_Dataset_:
++++++++++++++++++++

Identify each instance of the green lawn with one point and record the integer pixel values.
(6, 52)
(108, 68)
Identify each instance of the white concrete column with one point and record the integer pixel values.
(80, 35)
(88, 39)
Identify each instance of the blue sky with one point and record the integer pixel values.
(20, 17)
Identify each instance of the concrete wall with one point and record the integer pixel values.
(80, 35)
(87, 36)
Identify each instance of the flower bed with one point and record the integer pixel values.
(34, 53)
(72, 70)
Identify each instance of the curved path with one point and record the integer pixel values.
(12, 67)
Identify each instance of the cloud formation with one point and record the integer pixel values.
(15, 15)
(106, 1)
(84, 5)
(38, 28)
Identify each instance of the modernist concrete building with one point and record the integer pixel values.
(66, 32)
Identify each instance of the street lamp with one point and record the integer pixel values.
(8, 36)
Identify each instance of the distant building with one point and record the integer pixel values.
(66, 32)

++++++++++++++++++++

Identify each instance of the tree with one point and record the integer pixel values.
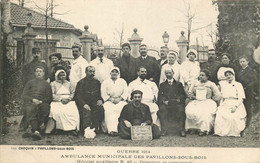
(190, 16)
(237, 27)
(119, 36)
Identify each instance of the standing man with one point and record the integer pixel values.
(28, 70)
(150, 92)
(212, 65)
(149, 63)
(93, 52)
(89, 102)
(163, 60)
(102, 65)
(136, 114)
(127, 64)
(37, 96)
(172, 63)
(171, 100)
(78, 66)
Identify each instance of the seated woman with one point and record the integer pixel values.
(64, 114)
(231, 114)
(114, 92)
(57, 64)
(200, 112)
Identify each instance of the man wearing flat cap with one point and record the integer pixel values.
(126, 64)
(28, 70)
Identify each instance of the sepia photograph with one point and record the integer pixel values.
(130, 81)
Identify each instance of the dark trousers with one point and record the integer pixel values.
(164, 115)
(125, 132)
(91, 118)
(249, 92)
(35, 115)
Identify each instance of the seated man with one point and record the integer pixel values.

++++++++++++++++++++

_What the exercise asks_: How would the lines above read from the one with "Identify each instance of the tree" to the one with "Identify each instance of the seated man", inclusive, with no pictures? Write them out exactly.

_Reply to the task_:
Identify each instance of the tree with one point and record the integer pixel values.
(190, 16)
(237, 27)
(119, 36)
Identify each instance of the standing man with one point and record the integer pixel values.
(28, 70)
(150, 92)
(212, 65)
(149, 63)
(93, 52)
(89, 102)
(163, 60)
(102, 65)
(136, 114)
(127, 64)
(37, 96)
(172, 63)
(171, 100)
(78, 66)
Identify each instance of the seated woman with one point and record the integer pixel values.
(64, 114)
(231, 114)
(114, 92)
(57, 64)
(200, 112)
Identify each instance of the man wearing flat cap with one point and record the integer pixel values.
(126, 64)
(28, 70)
Identify each instance of the sepia photograph with one point and record the integer pixel values.
(130, 81)
Identify each instance of the dark trousers with one point and record the integer pixel values.
(164, 115)
(125, 132)
(91, 118)
(249, 92)
(35, 115)
Identify each instance of the seated man with one point and record the integer pixel values.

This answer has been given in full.